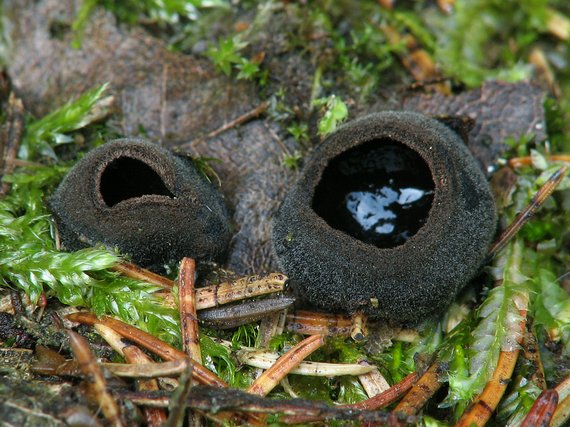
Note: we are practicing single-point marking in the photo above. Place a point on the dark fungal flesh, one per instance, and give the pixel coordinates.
(127, 178)
(400, 281)
(153, 205)
(379, 193)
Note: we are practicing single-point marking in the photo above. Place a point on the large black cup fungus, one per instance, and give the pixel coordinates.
(391, 215)
(143, 199)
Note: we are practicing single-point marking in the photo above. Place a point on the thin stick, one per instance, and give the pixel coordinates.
(179, 400)
(270, 378)
(311, 323)
(562, 413)
(245, 287)
(517, 162)
(188, 316)
(209, 398)
(262, 359)
(147, 370)
(542, 410)
(421, 392)
(373, 382)
(155, 417)
(252, 114)
(373, 404)
(153, 344)
(482, 408)
(388, 397)
(522, 218)
(358, 330)
(563, 410)
(135, 272)
(94, 378)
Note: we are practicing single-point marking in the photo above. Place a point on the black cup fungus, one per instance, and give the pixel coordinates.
(150, 203)
(391, 215)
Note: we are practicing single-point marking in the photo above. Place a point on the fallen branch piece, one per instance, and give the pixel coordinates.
(94, 378)
(373, 404)
(270, 378)
(264, 360)
(312, 323)
(135, 272)
(522, 218)
(245, 287)
(153, 344)
(215, 400)
(542, 411)
(421, 392)
(155, 417)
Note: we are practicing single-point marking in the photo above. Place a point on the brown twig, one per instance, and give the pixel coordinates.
(153, 344)
(522, 218)
(10, 139)
(179, 400)
(134, 355)
(446, 5)
(373, 404)
(542, 410)
(245, 287)
(208, 398)
(94, 378)
(562, 412)
(518, 162)
(373, 382)
(155, 417)
(252, 114)
(421, 392)
(135, 272)
(358, 330)
(147, 370)
(270, 378)
(483, 406)
(312, 323)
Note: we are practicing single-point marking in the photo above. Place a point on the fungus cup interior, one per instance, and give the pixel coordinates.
(379, 192)
(127, 178)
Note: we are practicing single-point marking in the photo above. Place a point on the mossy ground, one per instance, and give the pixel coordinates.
(317, 64)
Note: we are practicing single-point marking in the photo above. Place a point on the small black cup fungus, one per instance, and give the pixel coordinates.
(391, 215)
(143, 199)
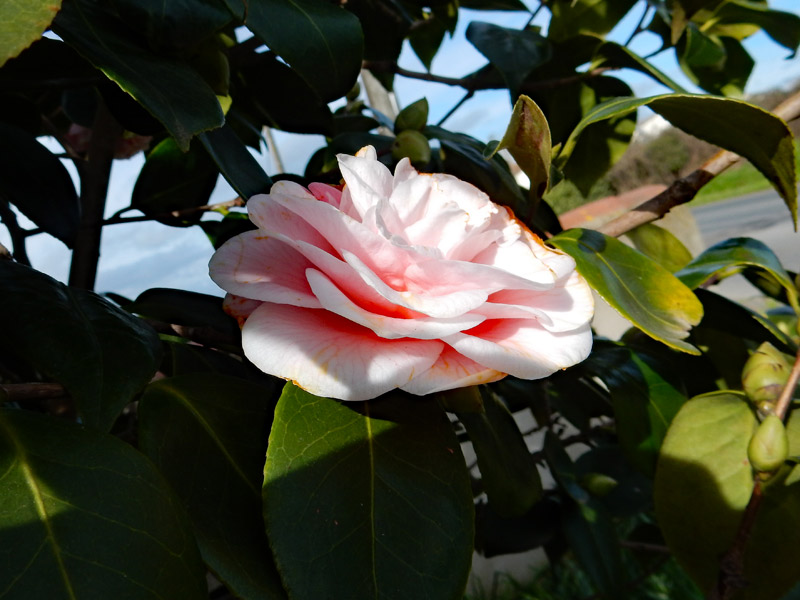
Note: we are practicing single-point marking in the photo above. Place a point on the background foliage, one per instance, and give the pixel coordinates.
(133, 433)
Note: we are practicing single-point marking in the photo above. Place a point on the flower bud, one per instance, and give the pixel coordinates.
(769, 447)
(764, 374)
(412, 144)
(414, 117)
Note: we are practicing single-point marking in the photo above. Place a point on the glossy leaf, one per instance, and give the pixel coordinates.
(759, 136)
(781, 26)
(508, 472)
(235, 162)
(207, 435)
(615, 55)
(22, 22)
(573, 17)
(84, 515)
(527, 138)
(173, 180)
(703, 483)
(175, 93)
(645, 400)
(640, 289)
(102, 355)
(38, 184)
(329, 57)
(513, 52)
(660, 245)
(366, 505)
(732, 256)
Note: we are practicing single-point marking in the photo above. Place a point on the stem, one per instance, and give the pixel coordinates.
(684, 189)
(94, 188)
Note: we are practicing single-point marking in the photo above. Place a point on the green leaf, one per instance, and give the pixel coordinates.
(718, 65)
(527, 138)
(367, 500)
(513, 52)
(783, 27)
(173, 180)
(101, 354)
(757, 135)
(207, 435)
(329, 57)
(508, 472)
(168, 87)
(596, 17)
(38, 184)
(703, 483)
(614, 55)
(731, 257)
(235, 162)
(645, 400)
(641, 290)
(22, 22)
(660, 245)
(84, 515)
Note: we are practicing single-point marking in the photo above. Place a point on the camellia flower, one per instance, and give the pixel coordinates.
(411, 281)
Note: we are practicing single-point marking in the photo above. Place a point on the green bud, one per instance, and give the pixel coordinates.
(764, 374)
(412, 117)
(412, 144)
(598, 484)
(769, 447)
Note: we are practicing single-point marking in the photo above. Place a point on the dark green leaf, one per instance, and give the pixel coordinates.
(329, 57)
(169, 88)
(614, 55)
(84, 515)
(235, 162)
(182, 307)
(527, 138)
(750, 131)
(22, 22)
(718, 65)
(513, 52)
(703, 483)
(508, 472)
(645, 401)
(597, 17)
(783, 27)
(640, 289)
(36, 182)
(207, 435)
(362, 507)
(173, 180)
(660, 245)
(731, 257)
(102, 355)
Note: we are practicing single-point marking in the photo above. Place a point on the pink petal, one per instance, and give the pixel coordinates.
(329, 356)
(451, 371)
(239, 308)
(522, 347)
(262, 268)
(335, 301)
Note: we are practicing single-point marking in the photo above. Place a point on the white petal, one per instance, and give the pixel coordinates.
(330, 356)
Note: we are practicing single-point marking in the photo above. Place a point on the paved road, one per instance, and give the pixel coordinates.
(762, 215)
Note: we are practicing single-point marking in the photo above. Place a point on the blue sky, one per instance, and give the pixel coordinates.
(138, 256)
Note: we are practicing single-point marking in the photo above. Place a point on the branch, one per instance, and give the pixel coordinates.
(474, 83)
(686, 188)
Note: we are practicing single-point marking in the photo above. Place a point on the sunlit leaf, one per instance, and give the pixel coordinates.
(101, 354)
(84, 515)
(375, 502)
(22, 22)
(207, 434)
(640, 289)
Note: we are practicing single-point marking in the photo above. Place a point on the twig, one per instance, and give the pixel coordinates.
(686, 188)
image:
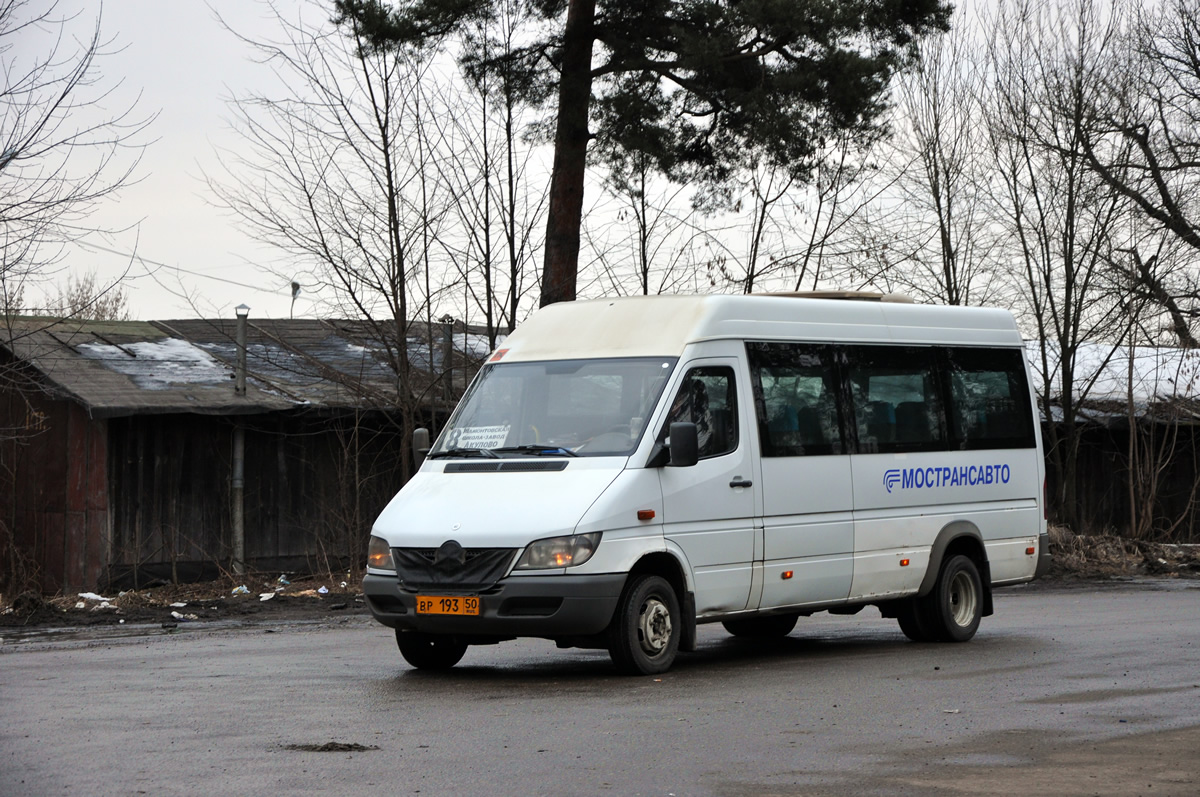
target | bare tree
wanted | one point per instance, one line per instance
(943, 245)
(88, 299)
(1143, 138)
(491, 167)
(63, 151)
(340, 172)
(1048, 65)
(641, 237)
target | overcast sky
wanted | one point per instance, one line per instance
(184, 64)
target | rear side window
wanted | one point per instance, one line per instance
(990, 397)
(897, 399)
(796, 399)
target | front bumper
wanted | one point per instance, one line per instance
(546, 606)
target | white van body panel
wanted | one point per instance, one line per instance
(808, 528)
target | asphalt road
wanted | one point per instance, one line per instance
(1066, 690)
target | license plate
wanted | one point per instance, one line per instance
(448, 605)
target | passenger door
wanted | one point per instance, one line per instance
(807, 487)
(709, 508)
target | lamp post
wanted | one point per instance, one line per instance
(239, 453)
(240, 385)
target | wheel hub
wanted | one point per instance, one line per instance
(654, 627)
(963, 599)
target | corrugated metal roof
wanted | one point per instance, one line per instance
(147, 367)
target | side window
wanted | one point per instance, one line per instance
(991, 399)
(897, 399)
(796, 399)
(707, 397)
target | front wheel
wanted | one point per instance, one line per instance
(643, 636)
(955, 605)
(430, 651)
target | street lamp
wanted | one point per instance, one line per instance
(240, 372)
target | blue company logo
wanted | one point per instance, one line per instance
(963, 475)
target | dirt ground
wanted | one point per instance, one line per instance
(255, 597)
(283, 598)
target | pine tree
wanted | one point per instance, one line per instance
(700, 87)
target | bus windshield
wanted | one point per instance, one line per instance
(557, 408)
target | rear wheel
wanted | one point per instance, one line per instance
(430, 651)
(762, 627)
(957, 600)
(643, 636)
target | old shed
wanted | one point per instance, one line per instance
(121, 438)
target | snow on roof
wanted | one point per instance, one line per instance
(159, 365)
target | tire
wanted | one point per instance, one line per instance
(430, 651)
(955, 606)
(762, 627)
(643, 636)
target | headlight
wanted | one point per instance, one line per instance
(379, 555)
(558, 552)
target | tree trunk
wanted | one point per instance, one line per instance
(565, 210)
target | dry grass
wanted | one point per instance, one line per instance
(1098, 556)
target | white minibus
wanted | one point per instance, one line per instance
(623, 469)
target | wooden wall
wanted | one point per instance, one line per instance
(53, 496)
(313, 485)
(1102, 483)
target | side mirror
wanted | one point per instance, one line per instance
(420, 445)
(684, 445)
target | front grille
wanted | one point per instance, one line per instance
(418, 569)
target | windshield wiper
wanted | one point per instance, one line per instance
(486, 453)
(537, 449)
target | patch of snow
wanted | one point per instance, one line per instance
(159, 365)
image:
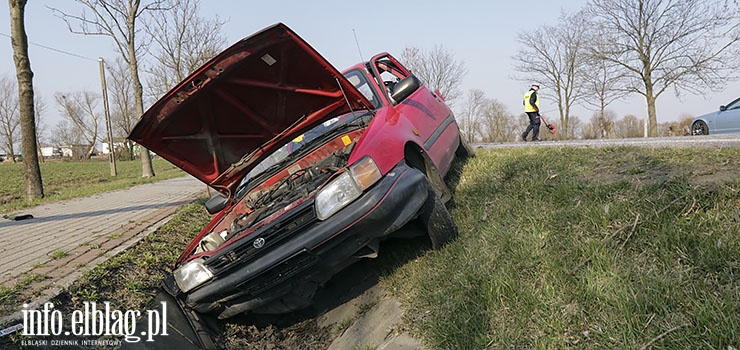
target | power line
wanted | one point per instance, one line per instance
(55, 50)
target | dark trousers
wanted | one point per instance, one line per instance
(534, 126)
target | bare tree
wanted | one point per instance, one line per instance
(556, 56)
(10, 118)
(122, 110)
(498, 125)
(117, 19)
(182, 42)
(80, 109)
(628, 127)
(470, 118)
(689, 45)
(600, 126)
(24, 75)
(604, 85)
(39, 107)
(575, 127)
(437, 68)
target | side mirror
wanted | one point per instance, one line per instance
(405, 87)
(216, 204)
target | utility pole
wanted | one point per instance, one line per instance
(111, 147)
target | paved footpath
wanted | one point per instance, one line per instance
(64, 239)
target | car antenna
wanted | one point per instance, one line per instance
(357, 42)
(345, 95)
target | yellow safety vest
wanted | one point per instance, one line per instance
(528, 106)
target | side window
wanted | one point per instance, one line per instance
(734, 105)
(390, 73)
(359, 80)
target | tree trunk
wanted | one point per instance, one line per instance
(31, 168)
(146, 161)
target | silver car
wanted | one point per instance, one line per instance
(724, 121)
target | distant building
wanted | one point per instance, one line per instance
(51, 152)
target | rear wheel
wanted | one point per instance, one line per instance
(699, 128)
(438, 222)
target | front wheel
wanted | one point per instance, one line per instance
(438, 222)
(699, 128)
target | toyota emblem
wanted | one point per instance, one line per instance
(258, 243)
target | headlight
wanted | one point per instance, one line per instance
(191, 275)
(346, 187)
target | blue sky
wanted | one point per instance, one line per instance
(479, 33)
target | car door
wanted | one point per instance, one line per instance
(728, 121)
(433, 121)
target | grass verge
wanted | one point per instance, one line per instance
(588, 248)
(65, 180)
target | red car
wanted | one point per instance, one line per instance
(314, 167)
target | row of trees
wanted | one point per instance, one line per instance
(607, 51)
(604, 52)
(614, 48)
(170, 32)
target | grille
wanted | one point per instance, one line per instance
(278, 273)
(271, 235)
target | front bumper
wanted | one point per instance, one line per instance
(314, 250)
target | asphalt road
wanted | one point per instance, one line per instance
(717, 141)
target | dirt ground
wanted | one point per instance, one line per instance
(352, 311)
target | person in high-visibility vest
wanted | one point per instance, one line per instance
(532, 108)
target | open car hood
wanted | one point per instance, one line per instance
(244, 104)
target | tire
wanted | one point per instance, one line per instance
(464, 151)
(437, 221)
(699, 128)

> _The exercise_
Output, unchanged, the lines from the line with "target | toyota emblem" through the final line of the material.

> _Written response_
target | toyota emblem
wanted | one point per instance, one line per instance
(258, 243)
target | headlight
wanted | one point per instance, one line per instance
(191, 275)
(346, 187)
target | blue sky
wanted | one point per instance, one line per instance
(479, 33)
target | car door
wanted | one point per instance, one line per instance
(728, 121)
(433, 121)
target | grass verge
wanted | one point per instance, one line per instance
(588, 248)
(65, 180)
target | red car
wanted | one point per instance, one line per instance
(314, 167)
target | row of trees
wanted | one point per instance, one line per instance
(607, 51)
(604, 52)
(614, 48)
(170, 32)
target | grille
wanted | one point per instance, one line per instance
(278, 273)
(271, 235)
target | front bumper
wanted | one point per instance, one line per instance
(314, 250)
target | asphalt road
wanted | one point per instance, one line per instance
(717, 141)
target | dirt ground
wanted | one point per instance, one line per instance
(352, 311)
target | person in high-visibility vest
wanted | one point per instance, one line per instance
(532, 108)
target | open car hood
wanted | one point per instance, one line per instance
(244, 104)
target | tire
wanted | one point per instance, one line per instance
(464, 151)
(437, 221)
(699, 128)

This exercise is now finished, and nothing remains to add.